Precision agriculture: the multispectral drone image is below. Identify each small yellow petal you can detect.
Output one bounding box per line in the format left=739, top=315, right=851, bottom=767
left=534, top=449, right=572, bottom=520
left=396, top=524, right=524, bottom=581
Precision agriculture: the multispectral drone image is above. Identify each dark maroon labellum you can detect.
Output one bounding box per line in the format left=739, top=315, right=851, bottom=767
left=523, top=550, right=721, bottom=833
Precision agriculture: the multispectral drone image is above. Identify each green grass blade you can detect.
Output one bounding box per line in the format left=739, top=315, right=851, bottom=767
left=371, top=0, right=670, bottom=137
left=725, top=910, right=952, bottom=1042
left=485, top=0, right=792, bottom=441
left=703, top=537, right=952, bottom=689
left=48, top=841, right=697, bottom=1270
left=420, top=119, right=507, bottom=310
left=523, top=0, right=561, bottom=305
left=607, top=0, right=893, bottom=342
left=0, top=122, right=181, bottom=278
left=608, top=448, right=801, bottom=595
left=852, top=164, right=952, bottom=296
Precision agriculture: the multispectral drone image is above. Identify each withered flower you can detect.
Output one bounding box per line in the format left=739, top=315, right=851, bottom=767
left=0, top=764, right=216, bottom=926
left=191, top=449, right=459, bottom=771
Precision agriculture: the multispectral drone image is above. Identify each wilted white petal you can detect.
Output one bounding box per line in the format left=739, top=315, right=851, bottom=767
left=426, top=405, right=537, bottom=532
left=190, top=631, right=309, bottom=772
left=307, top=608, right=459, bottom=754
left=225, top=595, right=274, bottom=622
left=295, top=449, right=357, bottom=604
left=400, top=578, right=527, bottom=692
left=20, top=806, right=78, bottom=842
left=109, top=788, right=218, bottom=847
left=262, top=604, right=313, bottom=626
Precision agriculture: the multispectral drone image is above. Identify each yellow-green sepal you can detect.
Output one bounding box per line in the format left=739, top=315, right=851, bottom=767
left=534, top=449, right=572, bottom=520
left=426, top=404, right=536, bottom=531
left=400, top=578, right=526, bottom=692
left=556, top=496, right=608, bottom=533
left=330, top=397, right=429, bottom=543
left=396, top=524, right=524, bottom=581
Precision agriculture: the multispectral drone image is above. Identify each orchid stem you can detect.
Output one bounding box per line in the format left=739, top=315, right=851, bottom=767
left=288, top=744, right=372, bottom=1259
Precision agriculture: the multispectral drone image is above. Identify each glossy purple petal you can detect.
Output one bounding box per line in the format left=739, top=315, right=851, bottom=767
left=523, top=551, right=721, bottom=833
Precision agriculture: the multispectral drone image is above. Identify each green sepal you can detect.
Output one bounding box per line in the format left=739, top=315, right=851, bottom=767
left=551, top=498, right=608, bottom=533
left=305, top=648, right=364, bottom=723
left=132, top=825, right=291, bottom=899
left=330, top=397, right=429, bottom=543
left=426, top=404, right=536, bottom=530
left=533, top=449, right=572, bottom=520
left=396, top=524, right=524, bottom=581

# Written exercise
Could you rewrite all of the material above, replacing every "multispectral" with "hyperspectral" and leaving everything else unchanged?

# Task solution
Precision agriculture: the hyperspectral drone image is below. Identify each small yellow petal you can detect.
Output one bounding box per line in the format left=739, top=315, right=851, bottom=767
left=534, top=449, right=572, bottom=520
left=396, top=524, right=524, bottom=581
Precision agriculture: the hyperspectral drone image is above. Identify each dark maroon labellum you can detect.
Output one bounding box per line in the format left=739, top=315, right=851, bottom=767
left=523, top=550, right=721, bottom=833
Precision agriculture: the hyperspectral drone image is above. Identify each green grass blade you can detect.
Output one bounding box per line in the format left=739, top=315, right=851, bottom=767
left=371, top=0, right=670, bottom=137
left=725, top=910, right=952, bottom=1042
left=485, top=0, right=792, bottom=441
left=703, top=537, right=952, bottom=689
left=48, top=841, right=697, bottom=1270
left=420, top=119, right=507, bottom=310
left=523, top=0, right=561, bottom=305
left=607, top=0, right=893, bottom=342
left=0, top=122, right=181, bottom=278
left=608, top=448, right=801, bottom=595
left=852, top=164, right=952, bottom=296
Precision agriculture: the hyperspectral drone image is above. Identify each withered flower you can detect.
Output one bounding box per line in the format left=739, top=315, right=851, bottom=767
left=0, top=764, right=216, bottom=926
left=191, top=449, right=459, bottom=771
Precision agriculture: the hyperspectral drone image is above. Identify each wilted white petal you can detect.
Output one bounding box per line in the format left=739, top=315, right=851, bottom=767
left=426, top=405, right=537, bottom=532
left=190, top=631, right=309, bottom=772
left=307, top=608, right=459, bottom=754
left=225, top=595, right=274, bottom=622
left=295, top=449, right=357, bottom=604
left=400, top=578, right=527, bottom=692
left=20, top=806, right=78, bottom=842
left=109, top=788, right=218, bottom=847
left=262, top=604, right=313, bottom=626
Precision agriculture: the hyperspectral drone image is above. Identify each yellow-green sepal you can detect.
Output one bounding box per line in the format left=739, top=315, right=851, bottom=767
left=534, top=449, right=572, bottom=520
left=426, top=404, right=536, bottom=531
left=400, top=578, right=526, bottom=692
left=556, top=496, right=608, bottom=533
left=330, top=397, right=429, bottom=543
left=396, top=524, right=524, bottom=581
Precision agriculture: the hyperspectral drone image is above. Identify each orchid stem you can detect.
Output one bounding box per line in the format left=739, top=315, right=851, bottom=767
left=288, top=744, right=372, bottom=1259
Precision agriculture: the hyperspectral drone image is above. Identify each glossy purple petal you can detect.
Output one bounding box per line in the format left=739, top=315, right=851, bottom=767
left=523, top=551, right=721, bottom=833
Precision agriculture: the hyperspectral drone image is above. Identify each green sepal you can detect.
Output one bounding box per line in the format left=739, top=315, right=851, bottom=767
left=551, top=498, right=608, bottom=533
left=305, top=648, right=364, bottom=723
left=132, top=825, right=291, bottom=899
left=330, top=397, right=429, bottom=543
left=426, top=404, right=536, bottom=530
left=533, top=449, right=572, bottom=520
left=396, top=524, right=524, bottom=581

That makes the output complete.